### GOAL:
Every line of the material below should be repeated exactly.

— Start of EXERCISE DATA —

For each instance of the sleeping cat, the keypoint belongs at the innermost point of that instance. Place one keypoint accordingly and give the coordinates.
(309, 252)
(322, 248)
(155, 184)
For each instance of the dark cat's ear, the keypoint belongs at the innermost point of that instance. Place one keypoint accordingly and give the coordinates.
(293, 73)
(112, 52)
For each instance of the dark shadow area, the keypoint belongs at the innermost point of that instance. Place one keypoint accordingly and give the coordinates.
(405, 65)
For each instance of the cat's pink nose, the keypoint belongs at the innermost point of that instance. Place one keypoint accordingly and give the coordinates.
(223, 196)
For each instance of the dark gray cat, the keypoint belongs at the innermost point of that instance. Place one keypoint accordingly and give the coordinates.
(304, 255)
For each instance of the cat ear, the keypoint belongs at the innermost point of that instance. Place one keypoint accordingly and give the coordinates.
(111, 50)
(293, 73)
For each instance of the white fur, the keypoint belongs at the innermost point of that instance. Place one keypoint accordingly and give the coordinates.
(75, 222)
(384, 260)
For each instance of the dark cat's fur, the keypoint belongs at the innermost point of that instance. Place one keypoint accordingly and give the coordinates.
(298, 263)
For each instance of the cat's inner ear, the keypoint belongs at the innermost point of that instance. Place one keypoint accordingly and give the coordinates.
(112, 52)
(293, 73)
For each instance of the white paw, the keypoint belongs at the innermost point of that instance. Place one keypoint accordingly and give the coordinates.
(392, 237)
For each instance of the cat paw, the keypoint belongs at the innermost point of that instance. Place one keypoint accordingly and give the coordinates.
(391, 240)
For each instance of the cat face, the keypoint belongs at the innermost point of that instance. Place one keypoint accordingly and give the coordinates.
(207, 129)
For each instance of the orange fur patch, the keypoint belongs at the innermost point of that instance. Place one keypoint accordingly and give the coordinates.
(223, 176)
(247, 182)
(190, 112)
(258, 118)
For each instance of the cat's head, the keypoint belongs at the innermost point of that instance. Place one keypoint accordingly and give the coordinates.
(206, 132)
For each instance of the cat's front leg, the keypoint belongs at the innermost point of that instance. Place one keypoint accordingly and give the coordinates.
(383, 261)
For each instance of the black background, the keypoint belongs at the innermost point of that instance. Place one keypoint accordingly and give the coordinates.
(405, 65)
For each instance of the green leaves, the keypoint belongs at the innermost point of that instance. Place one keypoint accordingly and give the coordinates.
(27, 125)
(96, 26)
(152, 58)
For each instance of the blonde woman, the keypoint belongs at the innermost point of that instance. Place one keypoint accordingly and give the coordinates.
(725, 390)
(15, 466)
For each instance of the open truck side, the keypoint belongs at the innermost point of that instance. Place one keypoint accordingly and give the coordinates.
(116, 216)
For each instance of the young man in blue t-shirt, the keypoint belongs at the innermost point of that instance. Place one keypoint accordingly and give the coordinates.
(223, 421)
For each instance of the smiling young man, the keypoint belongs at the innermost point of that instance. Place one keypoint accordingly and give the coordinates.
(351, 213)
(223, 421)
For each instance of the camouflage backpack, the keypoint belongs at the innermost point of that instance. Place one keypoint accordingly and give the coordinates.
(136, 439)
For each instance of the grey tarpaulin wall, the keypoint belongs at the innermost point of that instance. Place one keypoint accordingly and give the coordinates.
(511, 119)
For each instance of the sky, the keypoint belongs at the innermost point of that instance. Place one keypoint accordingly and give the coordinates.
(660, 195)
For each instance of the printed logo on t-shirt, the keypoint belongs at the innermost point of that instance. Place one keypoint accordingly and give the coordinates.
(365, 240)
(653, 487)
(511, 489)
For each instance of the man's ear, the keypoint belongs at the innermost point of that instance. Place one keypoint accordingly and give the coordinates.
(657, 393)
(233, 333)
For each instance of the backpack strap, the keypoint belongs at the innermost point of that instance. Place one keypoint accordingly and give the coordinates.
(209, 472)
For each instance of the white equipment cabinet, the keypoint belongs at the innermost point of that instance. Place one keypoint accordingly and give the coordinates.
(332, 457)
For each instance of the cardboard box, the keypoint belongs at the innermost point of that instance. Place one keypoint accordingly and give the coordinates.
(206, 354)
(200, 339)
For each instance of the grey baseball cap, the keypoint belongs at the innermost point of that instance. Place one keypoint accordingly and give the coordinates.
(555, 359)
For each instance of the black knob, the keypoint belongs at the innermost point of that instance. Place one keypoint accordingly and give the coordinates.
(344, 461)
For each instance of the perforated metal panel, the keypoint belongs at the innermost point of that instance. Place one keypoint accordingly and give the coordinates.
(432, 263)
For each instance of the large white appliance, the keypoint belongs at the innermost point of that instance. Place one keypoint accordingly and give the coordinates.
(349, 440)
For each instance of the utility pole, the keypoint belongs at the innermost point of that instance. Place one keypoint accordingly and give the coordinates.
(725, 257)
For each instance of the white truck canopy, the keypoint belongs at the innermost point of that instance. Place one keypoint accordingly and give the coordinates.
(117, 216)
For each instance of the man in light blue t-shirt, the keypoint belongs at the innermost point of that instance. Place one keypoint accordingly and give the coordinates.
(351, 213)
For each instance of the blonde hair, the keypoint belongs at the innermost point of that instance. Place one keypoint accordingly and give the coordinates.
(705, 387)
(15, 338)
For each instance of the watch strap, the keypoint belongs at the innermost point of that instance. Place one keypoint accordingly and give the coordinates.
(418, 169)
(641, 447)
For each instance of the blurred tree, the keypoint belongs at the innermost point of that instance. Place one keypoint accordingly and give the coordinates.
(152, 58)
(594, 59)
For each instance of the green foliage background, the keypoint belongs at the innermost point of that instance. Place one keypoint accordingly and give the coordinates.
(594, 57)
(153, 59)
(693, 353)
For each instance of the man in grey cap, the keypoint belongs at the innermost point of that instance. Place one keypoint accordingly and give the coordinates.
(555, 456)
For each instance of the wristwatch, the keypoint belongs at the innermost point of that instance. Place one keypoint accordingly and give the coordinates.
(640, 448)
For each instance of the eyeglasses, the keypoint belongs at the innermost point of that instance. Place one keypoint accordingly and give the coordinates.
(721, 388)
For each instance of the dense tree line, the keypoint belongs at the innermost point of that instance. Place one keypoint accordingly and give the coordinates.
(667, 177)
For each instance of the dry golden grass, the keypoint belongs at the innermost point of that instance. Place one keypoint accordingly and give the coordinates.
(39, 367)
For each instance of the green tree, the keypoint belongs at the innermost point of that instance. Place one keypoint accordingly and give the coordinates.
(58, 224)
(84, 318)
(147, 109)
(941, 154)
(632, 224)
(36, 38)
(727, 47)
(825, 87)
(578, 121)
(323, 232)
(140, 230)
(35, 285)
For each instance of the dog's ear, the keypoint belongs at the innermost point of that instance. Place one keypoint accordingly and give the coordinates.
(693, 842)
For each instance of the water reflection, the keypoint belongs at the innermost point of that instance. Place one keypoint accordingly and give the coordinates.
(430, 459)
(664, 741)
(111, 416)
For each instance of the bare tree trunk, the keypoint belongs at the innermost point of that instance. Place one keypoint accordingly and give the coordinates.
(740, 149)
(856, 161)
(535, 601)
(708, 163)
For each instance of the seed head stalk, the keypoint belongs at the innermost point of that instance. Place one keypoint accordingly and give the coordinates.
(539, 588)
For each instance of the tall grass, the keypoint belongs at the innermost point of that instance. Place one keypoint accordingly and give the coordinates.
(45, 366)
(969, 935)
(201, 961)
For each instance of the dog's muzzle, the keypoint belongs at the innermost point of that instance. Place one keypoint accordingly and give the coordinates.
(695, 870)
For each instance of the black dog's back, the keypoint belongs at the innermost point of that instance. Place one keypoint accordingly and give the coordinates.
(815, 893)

— End of EXERCISE DATA —

### EXERCISE OUTPUT:
For each instance of the sleeping cat, the keypoint belongs at the innermost point of that instance. Place one keypoint accordingly and give the coordinates.
(309, 252)
(322, 248)
(155, 184)
For each instance of the dark cat's ear, the keypoint belongs at the innermost point of that instance. Place one keypoint accordingly and give the coordinates.
(293, 73)
(112, 52)
For each instance of the dark shadow area, the keypoint belongs at the innermost point of that instance. Place one keypoint accordingly and give the coordinates.
(405, 65)
For each instance of the cat's pink nose, the keypoint belongs at the innermost point of that instance. Place one keypoint accordingly and give the coordinates.
(223, 196)
For each instance of the dark gray cat, the keypoint belongs at the innermost point of that instance. Place one keypoint accordingly and give the coordinates.
(304, 255)
For each instance of the cat ear, the keypoint belongs at the innermost point of that instance. Place one keypoint accordingly and give the coordinates.
(111, 50)
(293, 73)
For each instance of the white fur, the keypoint belongs at the innermost point of that instance. Place one keypoint accordingly and give the coordinates.
(75, 222)
(384, 260)
For each instance of the dark cat's fur, the keypoint belongs at the innermost point of that instance. Place one keypoint accordingly and give the coordinates.
(298, 263)
For each instance of the cat's inner ear, the keypoint belongs at the innermost point of that instance. Place one keypoint accordingly and give the coordinates.
(112, 52)
(293, 73)
For each instance of the white paw, the keypoint belongs at the innermost point of that instance. Place one keypoint accordingly and give the coordinates.
(392, 237)
For each instance of the cat paw, the keypoint belongs at the innermost point of that instance. Place one keypoint accordingly and give the coordinates.
(391, 240)
For each instance of the cat face, the keypoint belongs at the innermost point of that instance. Place one keypoint accordingly and give the coordinates.
(207, 129)
For each instance of the orange fur patch, the keypoint belongs at the innermost point of that instance. Place one keypoint accordingly and give the coordinates.
(223, 176)
(247, 182)
(190, 112)
(258, 118)
For each instance of the cat's head, the keypoint belongs at the innermost point of that instance. Place one keypoint accordingly and give the coordinates.
(206, 132)
For each instance of the cat's front leg, the keypoint belongs at the innermost point of that instance. Place one keypoint accordingly and give the coordinates.
(383, 261)
For each instance of the black background, the keypoint belongs at the innermost point of that instance. Place one keypoint accordingly and give the coordinates.
(405, 65)
For each instance of the green leaves, the keypoint belongs at the innermost point of that instance. Place one keypoint accordingly and give the coordinates.
(27, 125)
(96, 26)
(152, 58)
For each instance of the blonde woman, the keypoint belongs at the innermost point of that instance. Place one keypoint accordingly and give the coordinates.
(725, 390)
(15, 466)
For each instance of the open truck side, the keypoint belongs at the innermost point of that instance. Place one keypoint accordingly and give the coordinates.
(116, 216)
For each instance of the young man in blue t-shirt, the keypoint belongs at the innermost point of that instance. Place one keypoint accordingly and give the coordinates.
(223, 421)
For each instance of the smiling young man, the keypoint belongs at the innermost point of that instance. Place one keypoint accordingly and give the coordinates.
(351, 213)
(223, 421)
For each instance of the camouflage backpack, the keypoint belongs at the innermost point of that instance. Place one keypoint accordingly and give the coordinates.
(136, 439)
For each instance of the grey tarpaulin wall, the keypoint belongs at the innermost point of that instance. Place one keypoint accordingly and give the coordinates.
(511, 119)
For each instance of the sky, the keypoint belongs at the innermost point of that instance. Place one keypoint accordingly and give the coordinates.
(660, 195)
For each instance of the printed logo on t-shirt, the keypoint belongs at the innermost point of that instance. Place one keypoint accordingly and give the coordinates.
(365, 240)
(653, 487)
(511, 489)
For each instance of the man's ear, the keypoint belongs at the innermost point of that instance. Place one keypoint accordingly and give the coordinates.
(657, 393)
(233, 333)
For each instance of the backpack strap, the keypoint belongs at the innermost point of that instance. Place one keypoint accordingly and give the coordinates.
(209, 472)
For each instance of the white equipment cabinet, the keypoint belongs at the innermost point of that instance. Place one keypoint accordingly and give the coordinates.
(332, 457)
For each instance of the cardboard box, the keypoint belongs at the innermost point of that instance. Place one keypoint accordingly and give the coordinates.
(206, 354)
(200, 339)
For each instance of the grey baseball cap, the keypoint belongs at the innermost point of that instance. Place one keypoint accordingly and give the coordinates.
(555, 359)
For each instance of the black knob, the keypoint belongs at the innermost point of that instance. Place one keypoint accordingly and give the coordinates.
(344, 461)
For each instance of the perforated metal panel, the keypoint belongs at the innermost point of that instance. Place one keypoint accordingly and give the coordinates.
(432, 263)
For each instance of the large white appliance, the keypoint belongs at the innermost point of that instance. Place one keypoint accordingly and give the coordinates.
(349, 440)
For each instance of the utility pole, the keypoint belongs at the innermost point of that instance. Place one keypoint accordingly and give the coordinates.
(725, 257)
For each instance of the white truck canopy, the keypoint belongs at the innermost point of that instance. Place one keypoint accordingly and give the coordinates.
(117, 216)
For each instance of the man in light blue t-shirt, the keypoint belongs at the innermost point of that instance. Place one keypoint accordingly and give the coordinates.
(351, 213)
For each instance of the blonde hair, the keypoint belongs at the innermost point of that instance. Place one keypoint accordingly and give the coordinates.
(705, 387)
(15, 338)
For each instance of the watch strap, the keypoint belongs at the innermost point of that instance. Place one keypoint accordingly and give the coordinates.
(418, 169)
(641, 447)
For each instance of the blurred tree, the keypoint belongs at the innermost point of that instance. Place one keypoint accordingly and give the coordinates.
(152, 58)
(594, 59)
For each instance of the green foliage background, the keypoint belongs at the innermost point of that instance. Place one keypoint accordingly and give the coordinates.
(594, 57)
(153, 59)
(693, 353)
For each instance of the man in grey cap, the keypoint belongs at the innermost point of that instance. Place one keypoint accordingly and give the coordinates.
(555, 456)
For each instance of the wristwatch, the keypoint belongs at the innermost point of that instance. Place one keypoint accordingly and give the coordinates.
(640, 448)
For each instance of the eyeglasses, the keypoint belongs at the innermost point of that instance. Place one keypoint accordingly and give the coordinates.
(721, 388)
For each instance of the dense tree line, the keypoint belongs at the innermost point of that instance. Place one keypoint accordingly and give the coordinates.
(667, 177)
For each instance of the dry golden grass, the keypoint belongs at the innermost point of that instance. Place one keypoint accordingly and give the coordinates.
(39, 367)
For each instance of the green tree, the keypoint belongs at the innermost point of that instance. Place one keypoint accordingly and give the coordinates.
(58, 224)
(84, 318)
(147, 109)
(941, 154)
(632, 224)
(36, 38)
(727, 47)
(825, 87)
(578, 121)
(323, 232)
(140, 230)
(35, 285)
For each instance of the dog's ear, the keypoint belongs at the innermost point of that instance. Place one keypoint accordingly and give the coordinates.
(693, 842)
For each instance of the water reflection, the keypoint belongs at the innermost point of that instance. Place one keypoint accordingly and give the coordinates.
(430, 459)
(664, 741)
(111, 416)
For each instance of the bare tree trunk, the keypoint belongs at the innermost point of that instance. Place one keypoint accordingly and give the coordinates.
(740, 149)
(856, 161)
(535, 601)
(708, 163)
For each instance of the seed head stalk, the keypoint belongs at the innermost point of that instance. Place one keypoint accordingly and give the coordinates.
(539, 588)
For each instance of the tall grass, the keypoint belongs at the innermost point of that instance. Place one keypoint accordingly and give the coordinates.
(45, 366)
(969, 935)
(201, 961)
For each instance of the dog's muzzle, the keypoint belongs at the innermost point of that instance. Place one keypoint accordingly and give the coordinates.
(695, 870)
For each instance of the black dog's back, the keypoint belongs at the innermost point of that instance. Place one keypoint accordingly and give the coordinates.
(815, 893)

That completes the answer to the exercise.